(Entries from a dataset)
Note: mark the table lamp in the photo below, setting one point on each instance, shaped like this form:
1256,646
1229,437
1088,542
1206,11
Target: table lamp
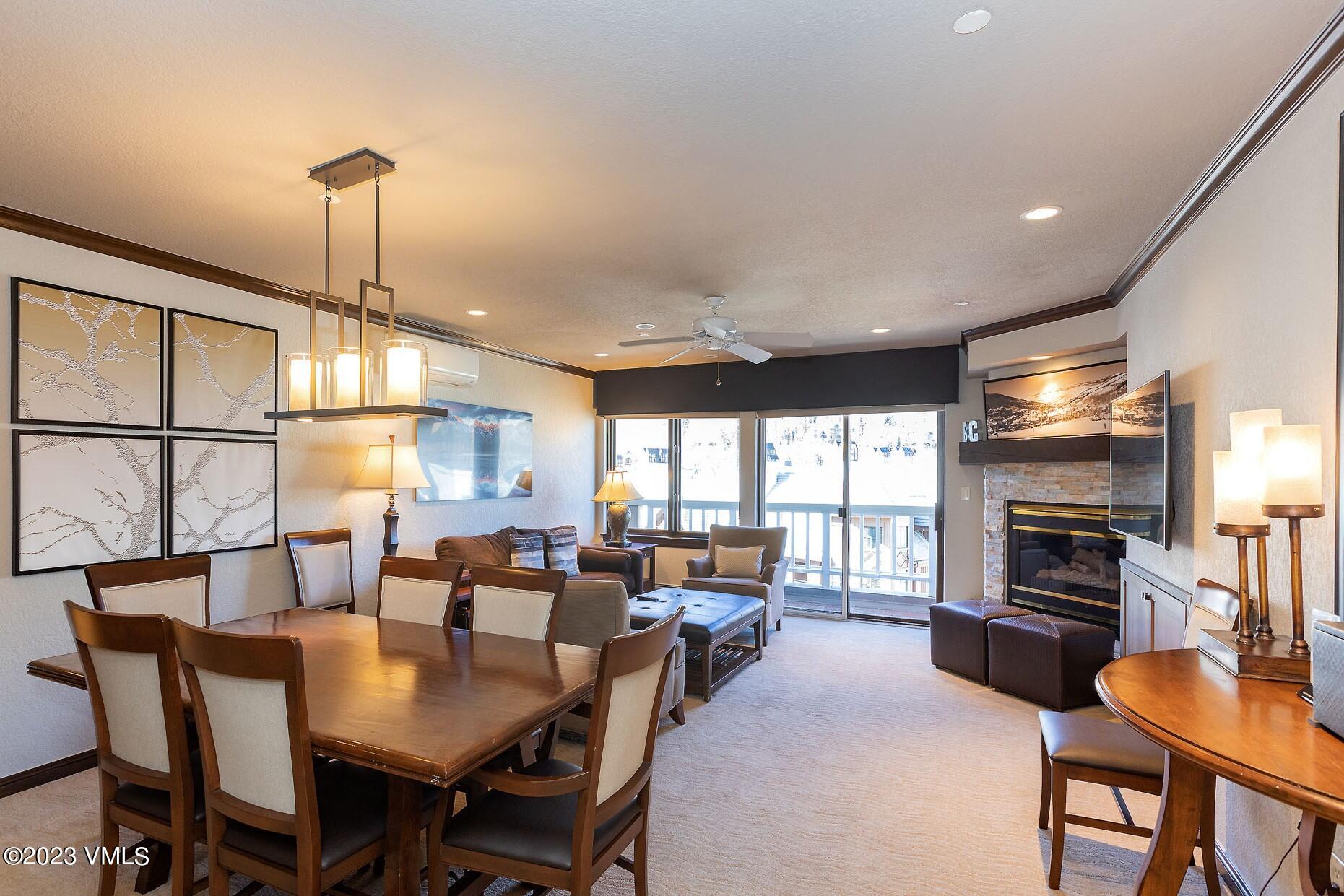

• _REQUEST_
Can you reproduce every line of the entries above word for word, omitting the pictures?

• _TASK RESULT_
Note: mark the table lamp in the photo below, setting one point on each instance, shaped like this form:
1256,646
1229,437
1088,542
1206,11
Target: table lamp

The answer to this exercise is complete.